**Tasks to complete:**
**a.** In the article on nanny work, what are the two main impressions of what a nanny job is?
**b.** From the listing, retype the lines beginning with the line that contains "the form <point>1078,417</point>." and continuing through the line that contains "<point>150,627</point>", with both of those lines included.

**Quoted passage:**
□ □ □ □ □
Where Do Nannies Fit In?

When I made the jump from daycare worker to nanny, I entered an occupation of hazy definitions.  Nanny duties vary from family to family, so it’s difficult to create a specific job description for a nanny.  However, I have noticed that there are two main impressions of what a nanny job is:  Glorified babysitter or Pseudo-parent.  While babysitters can certainly get tough gigs and it’s nice to get acknowledged by other parents that my job has validity, neither impression is accurately explains how a nanny functions within her* employer’s household.

I am not a glorified teenage babysitter.  Since I work consistently within my employers’ households, I have much more influence on their children’s behavior.  Because of my constant presence in the home, I also have to be prepared to handle some terrible behaviors that can come out of children.  Even the best behaved children have bad days, meaning I will eventually have to deal with a terrible-horrible-no-good-very-bad day and all the naughtiness, tantrums, and tears that come with it (admittedly, sometimes the tears are on my end).

But what about babysitters who care for children in their homes several days a week?  While these babysitters can certainly have a lasting influence on a child’s upbringing, there is another aspect of my duties that sets my job apart–assisting the daily running of my employers’ household.  In both of my nanny jobs, I have helped with chores like laundry, dishes, vacuuming, cooking, and shopping (and then I come to my home and do it all again.  Or realize that I have to do it all again–whether or not I actually complete my household chores is debatable).  Likewise, I have also been responsible for getting the children to and from school, taking them to practices and playdates, and driving them to an occasional hair appointment.  There is no calling the parents to come home when children fall ill.  Of course, what’s a nanny job without nursing a sick kid every once in awhile?  Once I can convey to people what my job entails, they begin to realize how much responsibility I have within my employers’ homes.  However, sometimes this leads to the comment that it’s work like a stay-at-home mom (or dad) would have.
□ □ □ □ □
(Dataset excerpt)
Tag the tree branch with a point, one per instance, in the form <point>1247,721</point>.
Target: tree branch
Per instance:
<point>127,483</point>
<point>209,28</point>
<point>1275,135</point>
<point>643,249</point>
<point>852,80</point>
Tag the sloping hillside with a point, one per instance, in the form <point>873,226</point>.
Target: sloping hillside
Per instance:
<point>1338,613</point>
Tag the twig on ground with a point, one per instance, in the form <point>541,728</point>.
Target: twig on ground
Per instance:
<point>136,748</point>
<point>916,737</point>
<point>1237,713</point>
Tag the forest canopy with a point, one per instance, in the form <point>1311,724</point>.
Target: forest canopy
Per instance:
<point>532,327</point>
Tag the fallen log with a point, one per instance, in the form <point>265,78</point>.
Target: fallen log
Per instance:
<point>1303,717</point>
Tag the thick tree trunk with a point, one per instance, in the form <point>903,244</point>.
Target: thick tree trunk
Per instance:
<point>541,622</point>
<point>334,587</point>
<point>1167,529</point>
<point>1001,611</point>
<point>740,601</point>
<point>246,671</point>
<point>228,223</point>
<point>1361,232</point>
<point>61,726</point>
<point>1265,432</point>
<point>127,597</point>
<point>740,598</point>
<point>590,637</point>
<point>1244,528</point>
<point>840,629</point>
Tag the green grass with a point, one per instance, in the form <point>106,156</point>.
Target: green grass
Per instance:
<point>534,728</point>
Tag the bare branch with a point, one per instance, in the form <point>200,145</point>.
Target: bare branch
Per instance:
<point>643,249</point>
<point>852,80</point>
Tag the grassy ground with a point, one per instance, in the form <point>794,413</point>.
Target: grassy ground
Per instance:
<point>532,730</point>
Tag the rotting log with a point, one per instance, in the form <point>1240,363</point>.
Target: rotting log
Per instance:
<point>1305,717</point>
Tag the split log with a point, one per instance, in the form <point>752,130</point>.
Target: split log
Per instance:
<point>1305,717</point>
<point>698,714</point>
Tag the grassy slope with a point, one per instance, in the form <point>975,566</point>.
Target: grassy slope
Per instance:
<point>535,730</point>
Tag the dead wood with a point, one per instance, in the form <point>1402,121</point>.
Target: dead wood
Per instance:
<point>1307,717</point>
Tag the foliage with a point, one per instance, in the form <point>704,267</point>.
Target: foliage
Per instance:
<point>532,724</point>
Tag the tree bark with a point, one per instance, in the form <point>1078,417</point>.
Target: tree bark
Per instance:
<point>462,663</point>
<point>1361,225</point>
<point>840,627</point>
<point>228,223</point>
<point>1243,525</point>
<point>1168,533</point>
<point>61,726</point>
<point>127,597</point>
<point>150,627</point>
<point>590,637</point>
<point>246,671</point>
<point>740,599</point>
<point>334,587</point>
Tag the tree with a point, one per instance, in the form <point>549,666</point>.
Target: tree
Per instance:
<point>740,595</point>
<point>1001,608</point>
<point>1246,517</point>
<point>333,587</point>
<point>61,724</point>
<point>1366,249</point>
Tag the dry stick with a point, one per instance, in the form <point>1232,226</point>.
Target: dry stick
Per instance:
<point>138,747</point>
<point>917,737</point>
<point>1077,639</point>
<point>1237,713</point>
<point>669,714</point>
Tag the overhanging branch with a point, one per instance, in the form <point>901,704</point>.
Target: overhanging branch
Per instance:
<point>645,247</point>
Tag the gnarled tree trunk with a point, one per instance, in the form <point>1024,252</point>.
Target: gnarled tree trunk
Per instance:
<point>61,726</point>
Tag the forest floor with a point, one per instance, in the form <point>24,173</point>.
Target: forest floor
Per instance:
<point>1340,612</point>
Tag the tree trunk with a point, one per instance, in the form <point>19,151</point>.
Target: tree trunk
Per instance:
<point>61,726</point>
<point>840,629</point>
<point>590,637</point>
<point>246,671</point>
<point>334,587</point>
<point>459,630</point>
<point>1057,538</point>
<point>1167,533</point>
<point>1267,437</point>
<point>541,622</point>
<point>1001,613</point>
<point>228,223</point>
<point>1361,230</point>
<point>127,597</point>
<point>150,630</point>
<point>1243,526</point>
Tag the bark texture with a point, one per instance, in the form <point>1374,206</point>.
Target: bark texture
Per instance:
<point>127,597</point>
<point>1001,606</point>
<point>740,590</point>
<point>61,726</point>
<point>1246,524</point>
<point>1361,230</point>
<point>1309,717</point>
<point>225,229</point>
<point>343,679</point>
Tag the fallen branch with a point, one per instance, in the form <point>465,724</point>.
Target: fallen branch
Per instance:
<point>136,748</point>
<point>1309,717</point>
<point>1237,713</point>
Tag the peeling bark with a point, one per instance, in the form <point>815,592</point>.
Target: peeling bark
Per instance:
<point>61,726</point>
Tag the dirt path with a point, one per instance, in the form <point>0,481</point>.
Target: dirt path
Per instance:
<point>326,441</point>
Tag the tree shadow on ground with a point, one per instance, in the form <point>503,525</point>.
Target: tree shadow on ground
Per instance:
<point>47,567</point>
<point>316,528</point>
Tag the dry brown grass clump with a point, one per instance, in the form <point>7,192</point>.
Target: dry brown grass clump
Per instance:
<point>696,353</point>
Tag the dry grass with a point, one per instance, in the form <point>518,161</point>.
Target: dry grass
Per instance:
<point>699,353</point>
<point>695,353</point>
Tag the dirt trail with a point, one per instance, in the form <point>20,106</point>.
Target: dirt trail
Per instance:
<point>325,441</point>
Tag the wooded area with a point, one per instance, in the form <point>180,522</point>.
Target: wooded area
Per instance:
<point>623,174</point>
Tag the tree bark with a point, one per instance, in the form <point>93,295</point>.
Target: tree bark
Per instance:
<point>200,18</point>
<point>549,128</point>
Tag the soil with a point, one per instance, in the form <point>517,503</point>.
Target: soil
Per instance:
□ □ □ □ □
**Solutions to the exercise:**
**a.** Glorified babysitter or pseudo-parent.

**b.**
Tag the tree bark with a point, one per instance, in the form <point>1078,417</point>.
Target: tree bark
Per instance:
<point>462,663</point>
<point>1361,225</point>
<point>840,627</point>
<point>228,223</point>
<point>1243,525</point>
<point>1168,533</point>
<point>61,726</point>
<point>127,597</point>
<point>150,627</point>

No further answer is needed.